■ Problem to solve ■
Reproduce each of the following entries word for word, with every line kept unchanged.

■ Region annotation entries ■
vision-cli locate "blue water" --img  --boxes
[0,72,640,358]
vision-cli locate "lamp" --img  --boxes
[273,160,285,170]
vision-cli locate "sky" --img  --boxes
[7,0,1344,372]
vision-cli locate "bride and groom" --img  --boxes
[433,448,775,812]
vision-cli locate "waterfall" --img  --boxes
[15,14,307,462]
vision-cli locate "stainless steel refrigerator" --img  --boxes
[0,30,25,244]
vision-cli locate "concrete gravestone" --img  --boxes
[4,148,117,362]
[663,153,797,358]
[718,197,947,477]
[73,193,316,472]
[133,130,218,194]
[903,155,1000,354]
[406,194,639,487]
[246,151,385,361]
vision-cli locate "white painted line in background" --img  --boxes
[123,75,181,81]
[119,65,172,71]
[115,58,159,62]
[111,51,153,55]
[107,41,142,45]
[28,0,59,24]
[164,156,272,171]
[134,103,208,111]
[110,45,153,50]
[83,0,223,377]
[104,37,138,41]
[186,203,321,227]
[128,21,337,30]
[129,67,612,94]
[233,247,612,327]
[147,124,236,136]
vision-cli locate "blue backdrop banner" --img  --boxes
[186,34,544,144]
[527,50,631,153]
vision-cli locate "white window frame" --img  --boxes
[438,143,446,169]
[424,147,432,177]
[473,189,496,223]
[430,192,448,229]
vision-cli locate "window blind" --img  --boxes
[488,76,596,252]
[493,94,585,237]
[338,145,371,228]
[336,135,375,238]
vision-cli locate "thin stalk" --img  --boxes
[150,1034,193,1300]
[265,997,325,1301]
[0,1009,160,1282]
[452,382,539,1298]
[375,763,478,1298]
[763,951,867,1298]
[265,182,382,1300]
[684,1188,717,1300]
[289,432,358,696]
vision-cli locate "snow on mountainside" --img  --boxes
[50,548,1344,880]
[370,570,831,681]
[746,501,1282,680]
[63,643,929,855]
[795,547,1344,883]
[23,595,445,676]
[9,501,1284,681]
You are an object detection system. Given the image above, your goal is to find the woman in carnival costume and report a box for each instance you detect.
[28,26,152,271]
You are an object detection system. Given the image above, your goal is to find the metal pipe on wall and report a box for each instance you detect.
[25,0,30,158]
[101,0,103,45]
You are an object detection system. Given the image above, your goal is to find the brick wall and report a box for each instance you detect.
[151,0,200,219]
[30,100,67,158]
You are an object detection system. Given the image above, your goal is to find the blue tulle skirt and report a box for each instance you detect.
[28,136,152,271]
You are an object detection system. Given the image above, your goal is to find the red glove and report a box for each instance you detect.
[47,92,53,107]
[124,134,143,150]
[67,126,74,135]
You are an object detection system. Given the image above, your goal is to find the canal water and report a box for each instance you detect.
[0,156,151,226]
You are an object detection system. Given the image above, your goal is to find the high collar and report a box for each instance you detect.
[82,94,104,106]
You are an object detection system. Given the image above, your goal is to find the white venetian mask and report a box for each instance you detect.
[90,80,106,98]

■ Result below ■
vision-cli locate "blue water" --img  --boxes
[0,72,640,358]
vision-cli locate "lamp" --img  --boxes
[273,160,285,170]
vision-cli locate "sky" --img  --boxes
[7,0,1344,372]
vision-cli locate "bride and groom" --img  --boxes
[433,448,775,812]
vision-cli locate "waterfall" --img  --boxes
[15,14,307,462]
vision-cli locate "stainless steel refrigerator" --img  --boxes
[0,30,25,244]
vision-cli locate "concrete gravestone" --img  --boxes
[4,148,117,362]
[663,153,797,358]
[718,197,947,477]
[73,193,316,472]
[133,130,218,194]
[903,155,1000,354]
[406,194,639,487]
[246,151,385,361]
vision-cli locate "white painted line in background" --img  --boxes
[123,75,181,81]
[119,65,172,71]
[115,58,159,62]
[111,51,153,55]
[107,41,142,45]
[28,0,59,24]
[164,156,272,171]
[134,103,208,111]
[110,45,153,50]
[83,0,223,377]
[104,37,138,41]
[186,203,321,227]
[128,21,337,30]
[129,67,612,94]
[233,247,612,327]
[147,124,236,136]
vision-cli locate "blue backdrop banner" --img  --boxes
[186,34,544,144]
[527,50,631,153]
vision-cli locate "white window frame" --img  --boxes
[438,143,446,169]
[424,147,432,177]
[473,189,496,223]
[430,192,448,229]
vision-cli locate "window blind" --img  --boxes
[488,76,596,252]
[493,94,585,237]
[338,145,371,228]
[336,135,375,238]
vision-cli locate "thin stalk" --img  --boxes
[150,1034,193,1300]
[265,997,325,1301]
[0,1009,160,1282]
[452,382,539,1298]
[375,763,478,1298]
[763,951,867,1298]
[265,182,382,1300]
[684,1188,717,1300]
[289,432,358,696]
vision-cli locate "snow on mountainside" --img  --boxes
[50,548,1344,880]
[370,570,831,681]
[746,501,1282,680]
[63,643,929,855]
[795,547,1344,883]
[23,595,445,676]
[9,501,1284,681]
You are an object detection system. Given the image above, your goal is to find the woman in carnival costume and report a box for each instance you detect.
[28,26,152,271]
You are an object detection system. Given the image above, your goal is to find the metal pipe on wall and report a box for each instance you detect.
[25,0,30,158]
[101,0,103,45]
You are an object detection system. Given the image above, your goal is to find the brick wall and report a box for each instance you detect.
[151,0,200,219]
[30,100,67,158]
You are an object detection system. Given the image above, your goal is to find the blue tulle skirt and report a box for each instance you detect.
[28,136,152,271]
You are an object detection system. Given the image above, your goal is to find the red glove and report a box for each instance you detect.
[47,92,53,107]
[124,134,143,150]
[67,126,74,135]
You are an object detection system. Given the image above, your goal is to find the canal water and report a box for each instance you detect.
[0,156,151,226]
You are an object detection system. Given the image above, your goal is to find the high collar and report a box for each instance you detect.
[82,94,104,106]
You are an object detection system. Given the image above, your goal is to find the white venetian mask and report a box for each instance you detect.
[90,80,106,98]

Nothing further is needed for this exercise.